>> start Given entries

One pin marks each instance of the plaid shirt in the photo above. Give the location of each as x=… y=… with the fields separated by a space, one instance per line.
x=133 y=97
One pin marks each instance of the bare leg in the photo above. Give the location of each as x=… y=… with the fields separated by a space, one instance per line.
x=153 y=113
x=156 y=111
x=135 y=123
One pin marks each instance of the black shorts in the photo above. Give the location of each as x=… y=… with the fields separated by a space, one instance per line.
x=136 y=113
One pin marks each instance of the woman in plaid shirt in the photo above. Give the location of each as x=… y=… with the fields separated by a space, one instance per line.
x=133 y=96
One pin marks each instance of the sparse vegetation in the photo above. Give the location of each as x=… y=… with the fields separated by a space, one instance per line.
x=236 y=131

>> end Given entries
>> start Given entries

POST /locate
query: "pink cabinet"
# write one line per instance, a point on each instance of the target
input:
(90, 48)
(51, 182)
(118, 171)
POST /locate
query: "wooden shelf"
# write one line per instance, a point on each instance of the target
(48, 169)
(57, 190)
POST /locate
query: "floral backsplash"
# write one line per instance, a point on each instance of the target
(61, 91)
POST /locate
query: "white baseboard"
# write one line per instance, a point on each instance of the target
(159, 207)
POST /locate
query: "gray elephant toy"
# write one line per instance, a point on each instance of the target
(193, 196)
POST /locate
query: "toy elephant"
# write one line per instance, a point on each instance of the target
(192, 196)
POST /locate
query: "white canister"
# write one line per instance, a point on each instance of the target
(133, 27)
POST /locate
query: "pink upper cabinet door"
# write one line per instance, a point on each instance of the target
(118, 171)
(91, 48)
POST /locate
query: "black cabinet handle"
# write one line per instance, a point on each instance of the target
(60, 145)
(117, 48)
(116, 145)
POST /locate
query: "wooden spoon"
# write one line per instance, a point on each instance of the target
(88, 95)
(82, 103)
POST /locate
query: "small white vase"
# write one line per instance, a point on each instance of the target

>> end Given entries
>> start Given entries

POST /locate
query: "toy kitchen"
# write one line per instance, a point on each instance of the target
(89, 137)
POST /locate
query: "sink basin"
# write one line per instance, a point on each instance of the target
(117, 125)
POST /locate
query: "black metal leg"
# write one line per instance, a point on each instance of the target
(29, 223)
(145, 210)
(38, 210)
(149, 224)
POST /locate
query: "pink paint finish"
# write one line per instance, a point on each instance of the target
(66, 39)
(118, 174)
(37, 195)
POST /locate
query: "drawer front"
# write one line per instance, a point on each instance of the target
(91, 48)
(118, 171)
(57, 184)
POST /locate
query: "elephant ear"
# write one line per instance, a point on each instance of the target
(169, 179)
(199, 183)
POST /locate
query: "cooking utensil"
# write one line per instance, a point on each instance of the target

>> end Given entries

■ What you should do:
Pull out every line of the records that contains the word "black", and copy each one in full.

■ Response below:
One pin marks each instance of the black shorts in the photo above. Give the location of each as x=… y=… with the fields separated by a space, one instance per line.
query: "black cabinet handle"
query: "black metal leg"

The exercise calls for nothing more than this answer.